----- Excerpted text
George A at 410 garfield safe sleep site

Note: Several guests at the City of Eugene’s 410 Garfield Safe Sleep site recently sat down with St. Vincent de Paul staff to reflect briefly on their experiences, hopes — and struggles — now that they’ve landed in a more stable place on their journey through homelessness. Here’s one of their stories.

 

“There’s a lot of good things happening here,” George A. says as he surveys a recent morning’s activity inside the City of Eugene’s Safe Sleep site at 410 Garfield St., operated by St. Vincent de Paul.

“It runs pretty smooth here, it’s pretty quiet, and most of the people are respectful. The staff treats me pretty well, even though I give them all a bad time,” he says with a sly grin and an infectious chuckle.

George, aka “Pops,” is a familiar face to many in the local unhoused community and was a fixture at the Washington Jefferson Park encampment for most of the past year. Now going on 66 years old, he has considerably more life experience than many of his former camp neighbors.
----------
(Work instruction 1)
In the profile of George A above, decide whether each statement agrees with the text. Answer yes or no for each, and quote the exact words of the text that decide it.
(a) The Safe Sleep site at 410 Garfield St. is operated by St. Vincent de Paul.
(b) George A is already past 70 years old.
(c) George A describes the site as noisy.
(Work instruction 2)
Write the next paragraph of the profile of George A, picking up after its last sentence.
----- Data listing
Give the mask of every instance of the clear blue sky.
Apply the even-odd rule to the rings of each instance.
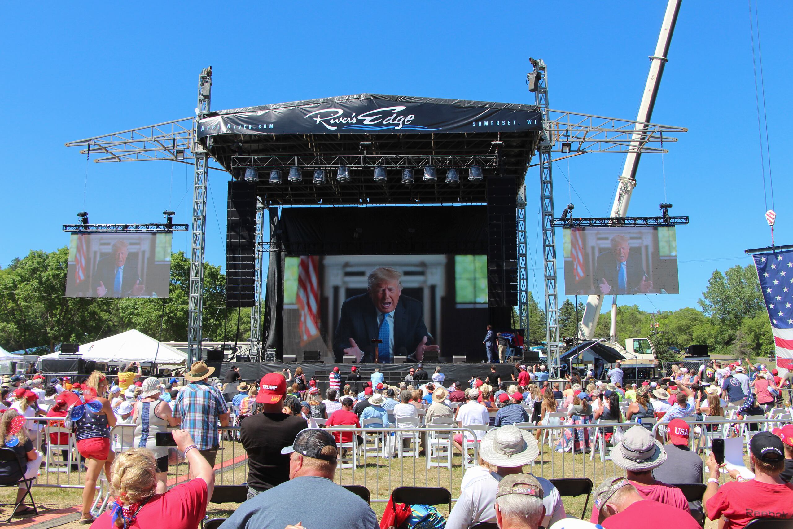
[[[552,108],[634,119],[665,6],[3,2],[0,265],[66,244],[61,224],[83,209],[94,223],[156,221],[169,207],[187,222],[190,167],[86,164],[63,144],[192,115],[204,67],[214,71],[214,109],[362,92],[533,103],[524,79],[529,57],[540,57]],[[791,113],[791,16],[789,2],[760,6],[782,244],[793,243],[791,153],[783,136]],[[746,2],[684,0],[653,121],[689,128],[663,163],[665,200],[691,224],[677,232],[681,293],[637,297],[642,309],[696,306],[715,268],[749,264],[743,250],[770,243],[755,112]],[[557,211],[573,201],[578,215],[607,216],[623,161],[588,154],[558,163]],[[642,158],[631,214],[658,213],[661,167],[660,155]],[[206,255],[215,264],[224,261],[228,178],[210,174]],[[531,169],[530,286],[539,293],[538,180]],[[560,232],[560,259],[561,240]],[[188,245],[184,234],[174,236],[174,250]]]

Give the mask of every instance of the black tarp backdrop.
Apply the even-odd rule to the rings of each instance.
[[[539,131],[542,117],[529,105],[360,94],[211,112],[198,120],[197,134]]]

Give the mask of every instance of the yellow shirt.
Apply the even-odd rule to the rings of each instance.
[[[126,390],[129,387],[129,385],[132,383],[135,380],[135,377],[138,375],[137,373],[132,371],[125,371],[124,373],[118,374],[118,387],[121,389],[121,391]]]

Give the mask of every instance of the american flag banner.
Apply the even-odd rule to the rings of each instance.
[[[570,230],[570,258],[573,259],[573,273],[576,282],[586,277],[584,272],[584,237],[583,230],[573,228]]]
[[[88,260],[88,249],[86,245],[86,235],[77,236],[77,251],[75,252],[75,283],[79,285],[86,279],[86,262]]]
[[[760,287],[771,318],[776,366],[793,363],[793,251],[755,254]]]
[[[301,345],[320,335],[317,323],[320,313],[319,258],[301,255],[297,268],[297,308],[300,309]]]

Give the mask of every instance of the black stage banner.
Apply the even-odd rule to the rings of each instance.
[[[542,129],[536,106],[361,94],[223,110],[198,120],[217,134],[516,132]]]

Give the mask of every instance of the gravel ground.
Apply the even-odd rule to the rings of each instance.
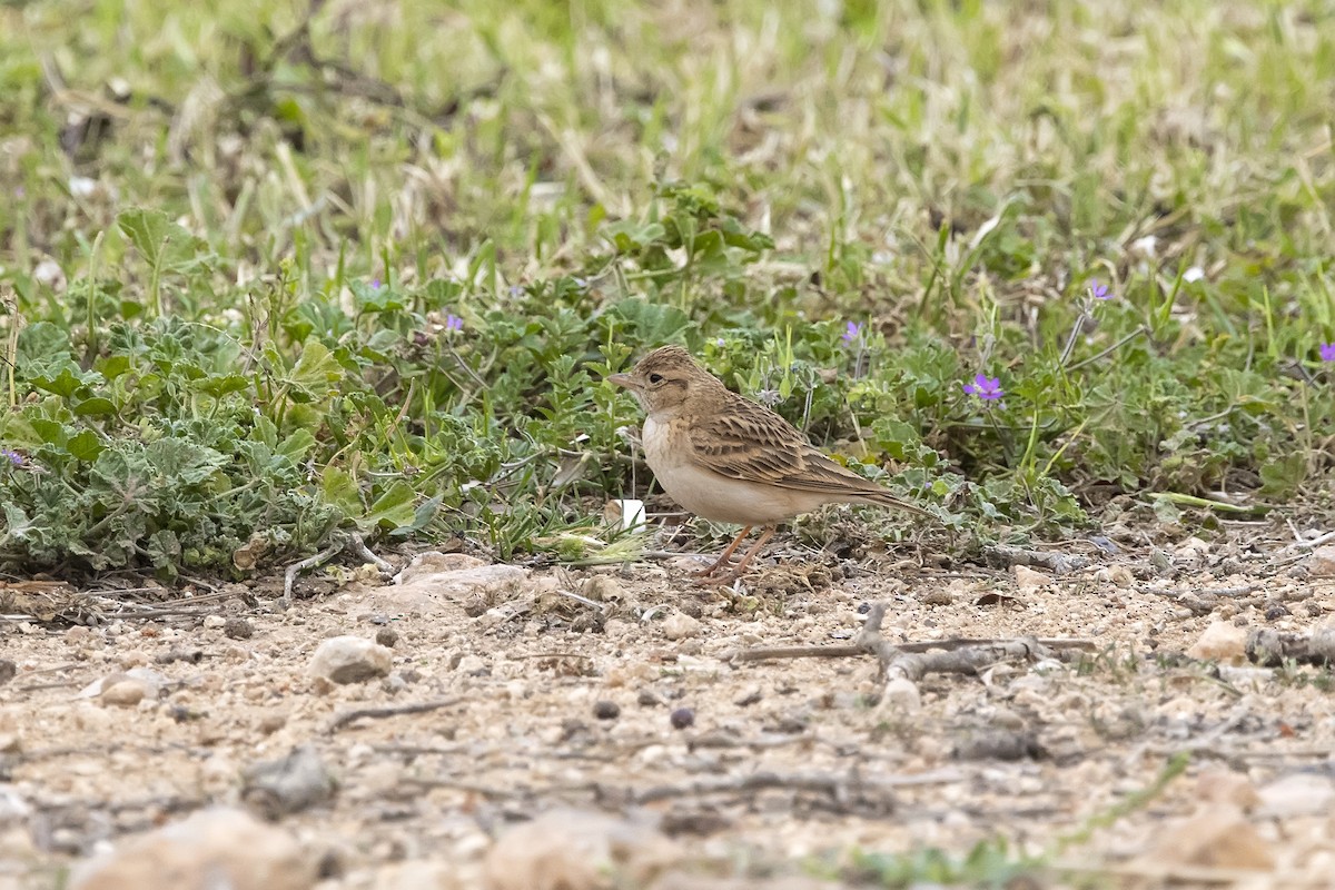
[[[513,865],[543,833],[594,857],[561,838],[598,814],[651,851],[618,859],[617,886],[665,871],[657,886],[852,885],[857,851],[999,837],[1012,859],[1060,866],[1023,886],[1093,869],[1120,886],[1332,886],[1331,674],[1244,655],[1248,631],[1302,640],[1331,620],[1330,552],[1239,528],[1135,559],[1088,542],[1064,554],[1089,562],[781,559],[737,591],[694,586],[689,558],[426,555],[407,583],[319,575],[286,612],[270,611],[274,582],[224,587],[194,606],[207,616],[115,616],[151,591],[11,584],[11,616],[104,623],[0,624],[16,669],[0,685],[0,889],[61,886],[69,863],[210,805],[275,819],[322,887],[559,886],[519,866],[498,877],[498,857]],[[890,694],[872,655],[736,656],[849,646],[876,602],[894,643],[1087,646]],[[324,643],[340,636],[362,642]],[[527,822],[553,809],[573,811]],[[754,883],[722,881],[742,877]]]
----------
----- Data listing
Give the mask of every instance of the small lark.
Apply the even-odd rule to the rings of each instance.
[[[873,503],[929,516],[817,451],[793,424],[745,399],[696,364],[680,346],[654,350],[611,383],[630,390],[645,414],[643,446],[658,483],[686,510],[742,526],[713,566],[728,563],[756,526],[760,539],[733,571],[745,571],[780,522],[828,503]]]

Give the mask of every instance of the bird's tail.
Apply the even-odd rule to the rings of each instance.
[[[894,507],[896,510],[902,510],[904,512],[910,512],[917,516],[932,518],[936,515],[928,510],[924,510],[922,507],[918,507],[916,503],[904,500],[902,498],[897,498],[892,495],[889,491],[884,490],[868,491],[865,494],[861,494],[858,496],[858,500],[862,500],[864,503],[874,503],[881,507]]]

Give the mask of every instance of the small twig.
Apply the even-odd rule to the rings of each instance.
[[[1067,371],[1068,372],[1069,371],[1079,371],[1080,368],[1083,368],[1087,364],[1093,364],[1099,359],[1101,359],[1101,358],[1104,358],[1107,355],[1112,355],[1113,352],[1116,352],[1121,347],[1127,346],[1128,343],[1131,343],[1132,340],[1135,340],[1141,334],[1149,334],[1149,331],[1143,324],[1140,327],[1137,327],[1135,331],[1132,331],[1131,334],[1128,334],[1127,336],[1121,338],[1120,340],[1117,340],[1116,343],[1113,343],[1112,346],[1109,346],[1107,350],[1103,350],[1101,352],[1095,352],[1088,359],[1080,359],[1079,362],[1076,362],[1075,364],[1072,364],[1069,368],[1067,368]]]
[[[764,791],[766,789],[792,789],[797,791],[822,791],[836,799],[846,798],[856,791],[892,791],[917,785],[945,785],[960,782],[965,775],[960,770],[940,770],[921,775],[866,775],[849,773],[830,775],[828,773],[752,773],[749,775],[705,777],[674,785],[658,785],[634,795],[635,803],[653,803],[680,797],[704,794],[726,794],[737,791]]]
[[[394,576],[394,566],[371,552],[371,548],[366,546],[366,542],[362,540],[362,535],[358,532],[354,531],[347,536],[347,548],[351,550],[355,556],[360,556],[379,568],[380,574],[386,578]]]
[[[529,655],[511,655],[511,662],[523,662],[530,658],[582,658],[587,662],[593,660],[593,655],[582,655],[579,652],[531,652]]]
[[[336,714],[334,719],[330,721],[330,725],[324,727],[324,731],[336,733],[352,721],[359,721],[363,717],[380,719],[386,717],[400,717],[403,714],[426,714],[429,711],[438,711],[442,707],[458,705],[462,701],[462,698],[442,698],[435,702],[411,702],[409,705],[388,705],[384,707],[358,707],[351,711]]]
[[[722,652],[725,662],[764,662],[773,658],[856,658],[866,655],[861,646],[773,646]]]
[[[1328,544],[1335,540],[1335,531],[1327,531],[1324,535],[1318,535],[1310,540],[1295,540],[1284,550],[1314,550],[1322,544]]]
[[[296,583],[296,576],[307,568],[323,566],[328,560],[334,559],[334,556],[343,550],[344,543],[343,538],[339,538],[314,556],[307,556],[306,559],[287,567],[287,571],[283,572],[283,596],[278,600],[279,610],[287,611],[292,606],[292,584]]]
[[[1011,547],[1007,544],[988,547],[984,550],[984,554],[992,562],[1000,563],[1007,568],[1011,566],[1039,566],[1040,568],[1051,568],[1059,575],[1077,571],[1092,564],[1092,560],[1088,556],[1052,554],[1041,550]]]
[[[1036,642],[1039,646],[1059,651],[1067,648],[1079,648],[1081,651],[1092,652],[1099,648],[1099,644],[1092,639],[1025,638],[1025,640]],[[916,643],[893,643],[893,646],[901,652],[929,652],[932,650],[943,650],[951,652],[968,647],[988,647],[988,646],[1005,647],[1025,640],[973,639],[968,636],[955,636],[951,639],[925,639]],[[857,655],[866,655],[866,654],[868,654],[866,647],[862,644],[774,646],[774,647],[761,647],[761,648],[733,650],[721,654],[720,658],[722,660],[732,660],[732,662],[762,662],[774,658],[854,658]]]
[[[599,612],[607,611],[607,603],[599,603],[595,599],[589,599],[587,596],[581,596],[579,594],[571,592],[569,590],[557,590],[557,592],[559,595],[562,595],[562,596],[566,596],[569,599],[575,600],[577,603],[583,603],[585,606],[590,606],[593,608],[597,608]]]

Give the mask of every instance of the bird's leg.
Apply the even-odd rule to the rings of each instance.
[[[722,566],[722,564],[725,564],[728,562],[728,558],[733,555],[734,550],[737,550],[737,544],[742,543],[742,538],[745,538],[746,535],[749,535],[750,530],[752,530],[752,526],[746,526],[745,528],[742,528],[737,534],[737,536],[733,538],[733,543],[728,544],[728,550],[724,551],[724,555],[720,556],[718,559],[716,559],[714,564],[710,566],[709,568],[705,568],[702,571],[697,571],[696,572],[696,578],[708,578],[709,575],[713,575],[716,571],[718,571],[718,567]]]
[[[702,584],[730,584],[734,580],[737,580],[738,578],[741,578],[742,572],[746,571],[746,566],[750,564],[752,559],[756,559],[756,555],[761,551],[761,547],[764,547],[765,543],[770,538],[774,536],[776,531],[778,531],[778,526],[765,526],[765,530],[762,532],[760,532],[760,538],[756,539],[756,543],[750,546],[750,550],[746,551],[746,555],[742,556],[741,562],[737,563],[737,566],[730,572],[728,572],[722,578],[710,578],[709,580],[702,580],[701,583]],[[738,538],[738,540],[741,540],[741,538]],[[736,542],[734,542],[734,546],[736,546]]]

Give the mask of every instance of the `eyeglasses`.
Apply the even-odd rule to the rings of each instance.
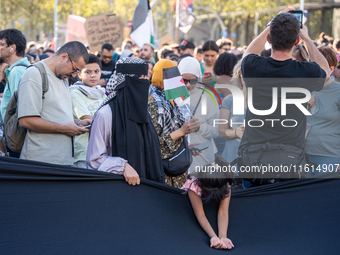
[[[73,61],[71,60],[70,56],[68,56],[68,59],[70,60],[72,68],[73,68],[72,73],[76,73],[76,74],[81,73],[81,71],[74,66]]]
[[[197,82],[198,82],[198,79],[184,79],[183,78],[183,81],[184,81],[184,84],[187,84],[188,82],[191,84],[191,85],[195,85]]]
----------
----- Data listing
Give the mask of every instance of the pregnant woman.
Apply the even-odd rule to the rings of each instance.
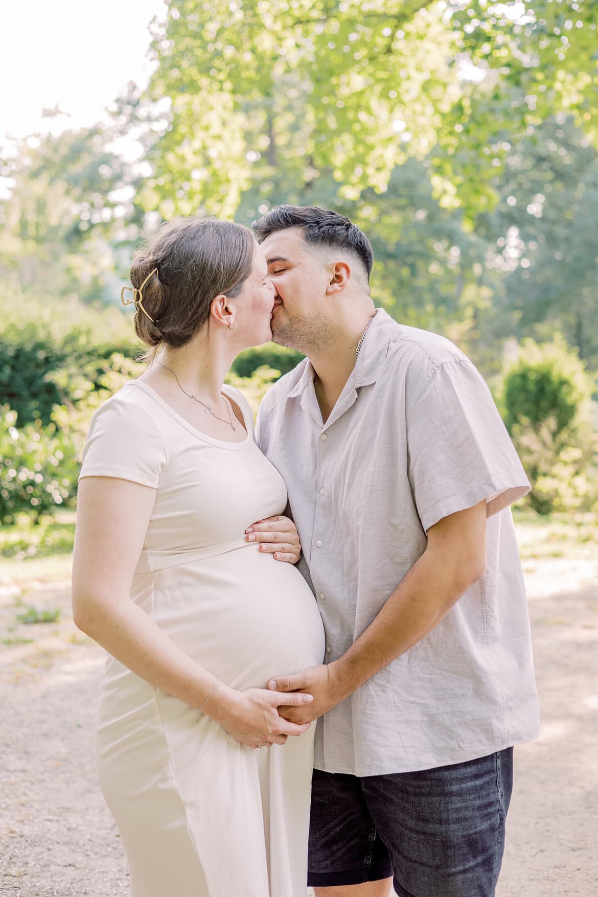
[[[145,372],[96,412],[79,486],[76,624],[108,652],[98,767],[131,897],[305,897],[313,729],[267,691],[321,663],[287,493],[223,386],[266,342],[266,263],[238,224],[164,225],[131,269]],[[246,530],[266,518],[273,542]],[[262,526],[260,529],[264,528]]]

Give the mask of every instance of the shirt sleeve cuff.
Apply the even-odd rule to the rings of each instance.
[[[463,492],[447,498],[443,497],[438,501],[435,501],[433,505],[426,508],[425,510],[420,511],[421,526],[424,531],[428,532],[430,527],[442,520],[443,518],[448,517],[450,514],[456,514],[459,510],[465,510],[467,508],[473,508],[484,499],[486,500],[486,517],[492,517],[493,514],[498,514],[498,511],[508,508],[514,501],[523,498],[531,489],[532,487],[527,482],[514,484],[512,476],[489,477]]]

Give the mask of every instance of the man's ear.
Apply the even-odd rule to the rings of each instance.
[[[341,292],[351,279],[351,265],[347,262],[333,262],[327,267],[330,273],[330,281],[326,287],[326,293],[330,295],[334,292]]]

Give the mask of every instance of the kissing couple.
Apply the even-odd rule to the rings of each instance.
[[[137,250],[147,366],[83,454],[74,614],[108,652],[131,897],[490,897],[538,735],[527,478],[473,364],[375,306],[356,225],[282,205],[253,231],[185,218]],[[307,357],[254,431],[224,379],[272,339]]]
----------
(Written reply 1)
(a) Yes: "operated by St. Vincent de Paul."
(b) No: "Now going on 66 years old"
(c) No: "it’s pretty quiet"

(Written reply 2)
“I’m too old to be out there playing games. I don’t have the sense of humor for it anymore,” he admits. “But I have to try to laugh at things. If I didn’t, I don’t know what would happen.”

George appreciated his improved living conditions from the start. He and many others moved to the Safe Sleep site just as a late-February cold snap descended on Eugene.

“This is a good facility. It beats the hell out of being out there in the mud and the rain, that’s for sure!”

He allows that some of his fellow Safe Sleep site guests have had challenges adjusting to a more structured life with basic behavioral rules and a nightly curfew.

“No problem with me because I’m old and I don’t stay up that late anyway,” Pops says, again with his good-natured laugh. “You’re going to have a few problems here and there no matter what you do, no matter who’s running it, that’s just the way it is.

“But this is a good deal for a lot of people.”